▶ **Exercise**: Recast every one of the entries below as a Markdown table with the columns Row and Line, putting each nonblank line in its own numbered row. Leave the pictures out.

==== Records supplied ====

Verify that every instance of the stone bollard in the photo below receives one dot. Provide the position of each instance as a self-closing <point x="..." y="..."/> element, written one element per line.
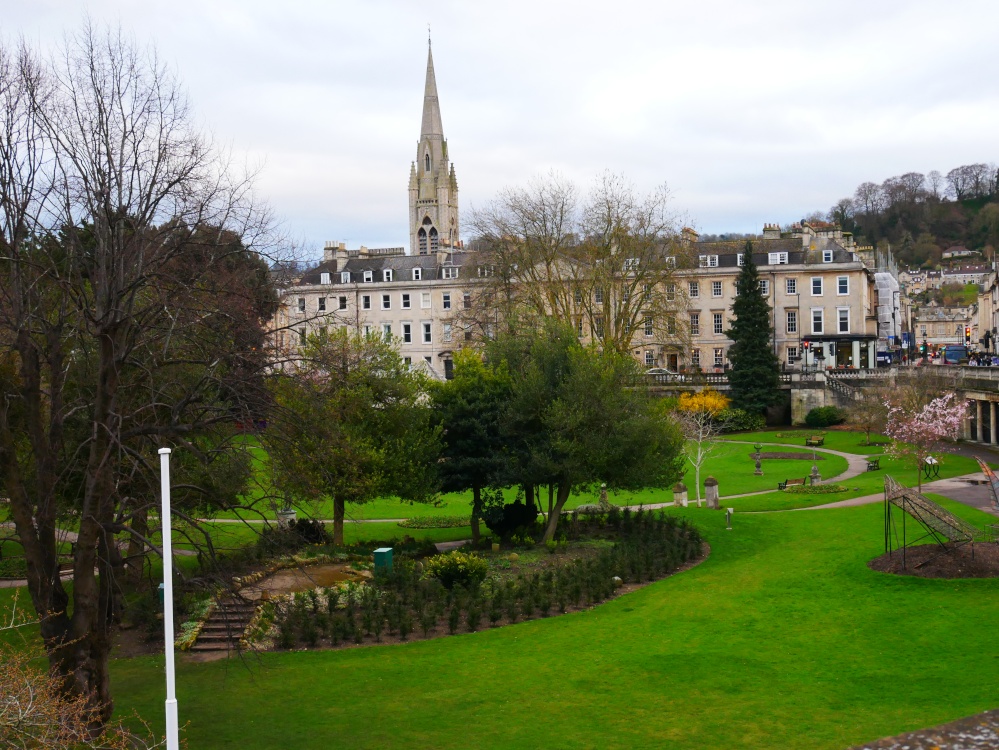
<point x="711" y="492"/>
<point x="680" y="494"/>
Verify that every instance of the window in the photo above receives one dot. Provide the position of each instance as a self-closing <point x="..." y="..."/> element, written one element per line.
<point x="817" y="320"/>
<point x="843" y="319"/>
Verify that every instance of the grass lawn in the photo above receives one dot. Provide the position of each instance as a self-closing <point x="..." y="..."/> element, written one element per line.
<point x="782" y="638"/>
<point x="837" y="440"/>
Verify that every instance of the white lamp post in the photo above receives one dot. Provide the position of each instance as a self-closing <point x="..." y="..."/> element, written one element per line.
<point x="172" y="732"/>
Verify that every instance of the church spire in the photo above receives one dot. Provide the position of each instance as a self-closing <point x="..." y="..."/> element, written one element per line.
<point x="433" y="186"/>
<point x="431" y="106"/>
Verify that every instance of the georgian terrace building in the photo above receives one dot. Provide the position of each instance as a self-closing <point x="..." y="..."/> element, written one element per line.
<point x="824" y="297"/>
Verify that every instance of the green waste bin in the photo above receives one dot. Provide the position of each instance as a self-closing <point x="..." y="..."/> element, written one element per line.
<point x="383" y="559"/>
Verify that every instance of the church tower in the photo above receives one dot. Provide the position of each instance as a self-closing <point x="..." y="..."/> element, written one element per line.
<point x="433" y="187"/>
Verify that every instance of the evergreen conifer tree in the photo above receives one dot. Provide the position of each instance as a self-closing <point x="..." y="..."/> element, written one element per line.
<point x="754" y="376"/>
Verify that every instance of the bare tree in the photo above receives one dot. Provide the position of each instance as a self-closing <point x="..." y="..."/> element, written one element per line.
<point x="606" y="264"/>
<point x="130" y="317"/>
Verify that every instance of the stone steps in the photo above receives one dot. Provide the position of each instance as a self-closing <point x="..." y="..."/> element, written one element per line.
<point x="225" y="626"/>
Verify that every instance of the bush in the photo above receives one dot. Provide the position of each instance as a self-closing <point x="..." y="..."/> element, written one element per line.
<point x="456" y="567"/>
<point x="435" y="522"/>
<point x="824" y="416"/>
<point x="739" y="420"/>
<point x="506" y="519"/>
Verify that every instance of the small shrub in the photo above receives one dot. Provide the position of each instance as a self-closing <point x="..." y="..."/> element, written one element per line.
<point x="824" y="416"/>
<point x="739" y="420"/>
<point x="457" y="567"/>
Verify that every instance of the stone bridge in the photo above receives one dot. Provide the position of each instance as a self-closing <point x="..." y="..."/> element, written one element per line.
<point x="808" y="390"/>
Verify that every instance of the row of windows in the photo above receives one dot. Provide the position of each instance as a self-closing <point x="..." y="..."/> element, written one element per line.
<point x="773" y="259"/>
<point x="405" y="302"/>
<point x="367" y="277"/>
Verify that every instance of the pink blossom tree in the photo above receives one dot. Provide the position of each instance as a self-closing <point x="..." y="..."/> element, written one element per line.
<point x="918" y="433"/>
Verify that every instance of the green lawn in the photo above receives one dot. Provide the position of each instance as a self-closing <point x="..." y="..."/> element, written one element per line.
<point x="782" y="638"/>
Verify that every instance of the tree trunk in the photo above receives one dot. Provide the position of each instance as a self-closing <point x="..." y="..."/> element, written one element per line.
<point x="338" y="514"/>
<point x="560" y="501"/>
<point x="476" y="512"/>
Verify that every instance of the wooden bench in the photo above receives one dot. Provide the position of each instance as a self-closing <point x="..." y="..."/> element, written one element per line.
<point x="792" y="482"/>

====

▶ **Result**:
| Row | Line |
|---|---|
| 1 | Verify that every instance of the stone bollard in the photo below receives one dot. Provide the position of each instance as a self-closing <point x="..." y="..."/> element, written one element per line. |
| 2 | <point x="711" y="492"/> |
| 3 | <point x="680" y="494"/> |
| 4 | Verify that every instance of the window in the photo above receives one dot. Provide the position of each instance as a self-closing <point x="..." y="..."/> element, written one element per line. |
| 5 | <point x="817" y="320"/> |
| 6 | <point x="843" y="319"/> |
| 7 | Verify that every instance of the grass lawn in the photo above receives one dot. Provide the position of each instance as a self-closing <point x="..." y="..."/> element, written one element per line. |
| 8 | <point x="782" y="638"/> |
| 9 | <point x="837" y="440"/> |
| 10 | Verify that every instance of the white lamp post in the photo above receives one dot. Provide the position of each instance as a self-closing <point x="..." y="..."/> element, written one element per line. |
| 11 | <point x="172" y="732"/> |
| 12 | Verify that every instance of the church spire in the photo above receives one dot. Provide the position of each instance as a self-closing <point x="..." y="..."/> element, written one element per line. |
| 13 | <point x="433" y="186"/> |
| 14 | <point x="431" y="106"/> |
| 15 | Verify that every instance of the georgian terrace building in the photo above receives one dot. Provide the position of each instance as a self-closing <point x="..." y="..."/> element, written one element per line. |
| 16 | <point x="824" y="297"/> |
| 17 | Verify that every instance of the green waste bin in the photo above receives one dot. Provide the position of each instance as a self-closing <point x="..." y="..."/> element, written one element per line. |
| 18 | <point x="383" y="559"/> |
| 19 | Verify that every instance of the church tower in the photo above receives one dot. Provide the position of each instance as a self-closing <point x="..." y="..."/> element, written one element per line. |
| 20 | <point x="433" y="187"/> |
| 21 | Verify that every instance of the evergreen conifer tree in the photo above receives one dot. Provide the position of each instance as a self-closing <point x="..." y="..."/> element, written one element per line. |
| 22 | <point x="754" y="376"/> |
| 23 | Verify that every instance of the bare tree in the photo above receives one dot. Provide the position of each instance as a self-closing <point x="..." y="..."/> element, written one element per line. |
| 24 | <point x="606" y="264"/> |
| 25 | <point x="130" y="317"/> |
| 26 | Verify that every instance of the stone steps in the photo above receives one dot. Provide the position of each instance as a self-closing <point x="..." y="..."/> element, written one element per line. |
| 27 | <point x="225" y="626"/> |
| 28 | Verify that every instance of the bush in the photo above receives one dot. Provide the position of each instance as a self-closing <point x="..." y="..."/> element, written one element per line. |
| 29 | <point x="456" y="567"/> |
| 30 | <point x="435" y="522"/> |
| 31 | <point x="824" y="416"/> |
| 32 | <point x="739" y="420"/> |
| 33 | <point x="506" y="519"/> |
| 34 | Verify that every instance of the small shrub in the photo above receives one dot. Provide the position of each instance as a self-closing <point x="..." y="..."/> element, written one element per line. |
| 35 | <point x="824" y="416"/> |
| 36 | <point x="739" y="420"/> |
| 37 | <point x="457" y="567"/> |
| 38 | Verify that every instance of the stone bridge in the photo above receives one dot. Provide the position of each instance as a self-closing <point x="..." y="..."/> element, written one element per line. |
| 39 | <point x="808" y="390"/> |
| 40 | Verify that every instance of the row of windows in the photo above receives one dot. Provide the position of each instance as a self-closing <point x="..." y="..."/> element, written one element per line. |
| 41 | <point x="773" y="259"/> |
| 42 | <point x="405" y="302"/> |
| 43 | <point x="367" y="277"/> |
| 44 | Verify that every instance of the pink blossom tree in the photo above receives one dot. Provide the position of each instance as a self-closing <point x="..." y="..."/> element, written one element per line. |
| 45 | <point x="918" y="433"/> |
| 46 | Verify that every instance of the green lawn in the photo above receives one dot. Provide the position of each instance as a self-closing <point x="..." y="..."/> element, written one element per line. |
| 47 | <point x="782" y="638"/> |
| 48 | Verify that every instance of the tree trunk in the photo above receives one dot. Provide the position of each instance as a self-closing <point x="..." y="..."/> element, written one element per line. |
| 49 | <point x="338" y="514"/> |
| 50 | <point x="560" y="501"/> |
| 51 | <point x="476" y="512"/> |
| 52 | Verify that every instance of the wooden bench in the photo above receives one dot. Provide the position of each instance as a self-closing <point x="..." y="..."/> element, written one element per line. |
| 53 | <point x="792" y="482"/> |